__Task goal__:
From the data below, copy out every line in which the word "armoire" occurs.

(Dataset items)
────────────────────────────────────────

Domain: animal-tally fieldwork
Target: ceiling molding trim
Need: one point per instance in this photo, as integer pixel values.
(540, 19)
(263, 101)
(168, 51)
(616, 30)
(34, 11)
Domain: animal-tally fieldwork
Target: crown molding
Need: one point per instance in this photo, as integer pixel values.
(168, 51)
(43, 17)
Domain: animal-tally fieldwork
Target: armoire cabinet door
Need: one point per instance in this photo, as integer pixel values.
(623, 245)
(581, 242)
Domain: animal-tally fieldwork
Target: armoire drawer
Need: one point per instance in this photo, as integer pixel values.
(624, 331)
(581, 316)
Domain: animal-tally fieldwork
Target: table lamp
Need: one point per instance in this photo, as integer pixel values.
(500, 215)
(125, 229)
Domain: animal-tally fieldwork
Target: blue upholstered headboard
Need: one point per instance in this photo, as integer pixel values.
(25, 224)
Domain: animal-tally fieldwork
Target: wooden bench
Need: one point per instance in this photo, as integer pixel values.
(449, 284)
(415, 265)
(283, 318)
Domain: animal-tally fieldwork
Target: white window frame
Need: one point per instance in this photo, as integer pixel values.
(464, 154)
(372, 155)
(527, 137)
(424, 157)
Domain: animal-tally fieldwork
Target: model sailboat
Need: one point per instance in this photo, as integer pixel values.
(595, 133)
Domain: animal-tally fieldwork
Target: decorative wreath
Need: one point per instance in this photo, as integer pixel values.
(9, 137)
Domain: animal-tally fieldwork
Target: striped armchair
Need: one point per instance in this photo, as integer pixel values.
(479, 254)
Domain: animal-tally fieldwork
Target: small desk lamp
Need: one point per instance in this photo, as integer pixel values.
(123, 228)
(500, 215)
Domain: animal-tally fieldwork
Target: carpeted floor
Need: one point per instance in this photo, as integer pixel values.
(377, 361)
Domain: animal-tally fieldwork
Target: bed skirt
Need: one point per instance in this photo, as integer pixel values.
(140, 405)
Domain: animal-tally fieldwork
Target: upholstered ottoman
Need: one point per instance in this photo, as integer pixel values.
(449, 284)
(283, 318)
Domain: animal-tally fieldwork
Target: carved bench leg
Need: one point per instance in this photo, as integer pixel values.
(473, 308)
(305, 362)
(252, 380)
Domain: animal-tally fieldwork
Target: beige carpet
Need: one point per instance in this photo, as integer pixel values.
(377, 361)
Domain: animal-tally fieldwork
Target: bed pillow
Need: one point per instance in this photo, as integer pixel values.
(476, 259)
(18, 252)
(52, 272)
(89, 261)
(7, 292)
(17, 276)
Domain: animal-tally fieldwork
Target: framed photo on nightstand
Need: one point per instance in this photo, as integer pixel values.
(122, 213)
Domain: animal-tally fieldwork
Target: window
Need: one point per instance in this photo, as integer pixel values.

────────────────────────────────────────

__Exercise result__:
Target: armoire cabinet door
Target: armoire drawer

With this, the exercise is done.